#### [YOUR INSTRUCTIONS]
Reproduce every line of the items below, including the requests, but increase each coordinate in the answers by 105. Omit the pictures from your output.
-- begin DATA SUPPLIED --
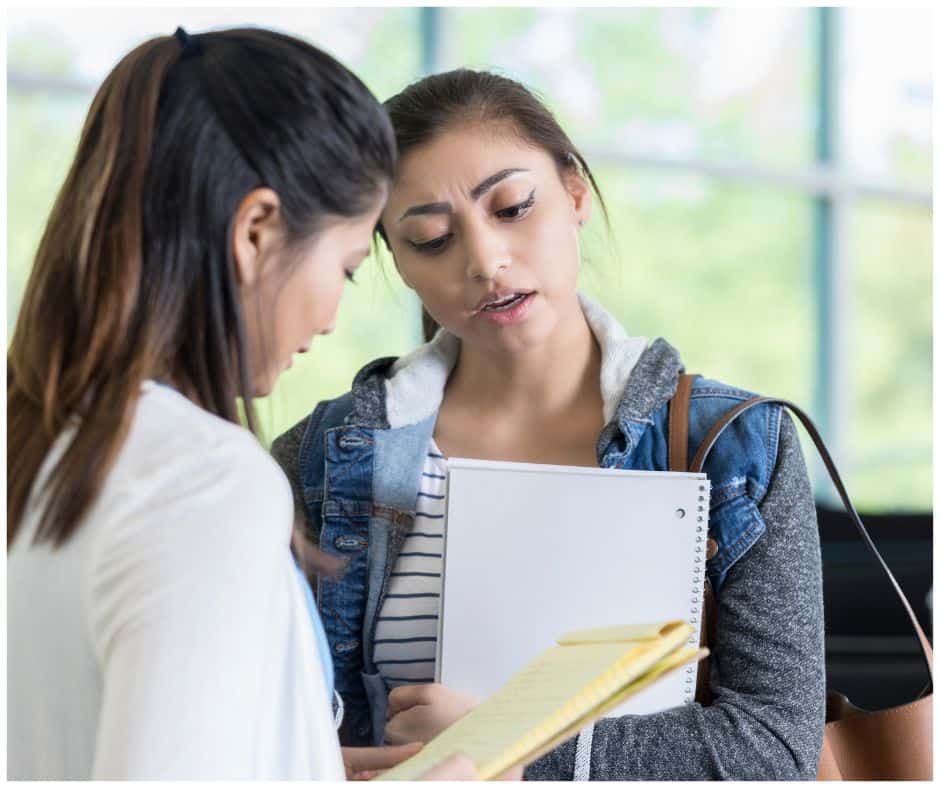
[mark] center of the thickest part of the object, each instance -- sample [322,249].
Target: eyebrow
[475,193]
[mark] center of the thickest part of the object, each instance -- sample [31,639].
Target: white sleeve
[191,618]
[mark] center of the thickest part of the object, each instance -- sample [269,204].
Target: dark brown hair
[463,97]
[134,276]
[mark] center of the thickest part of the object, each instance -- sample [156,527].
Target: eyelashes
[512,213]
[519,210]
-- end DATA SUPPLIED --
#### [RESPONSE TO THIS TASK]
[mark] center of the thickest part of the object, each instance -- sample [322,249].
Target: eyebrow
[580,298]
[mark] center of the thickest part of the object, each instance -- sample [31,639].
Target: white sleeve
[296,723]
[mark] center of the thickest part of the object, each instance -- sample [269,204].
Target: dark brown hair
[568,202]
[239,381]
[mark] center of the thickest part of the object, each instance -- sample [156,527].
Target: eyelashes
[617,318]
[624,315]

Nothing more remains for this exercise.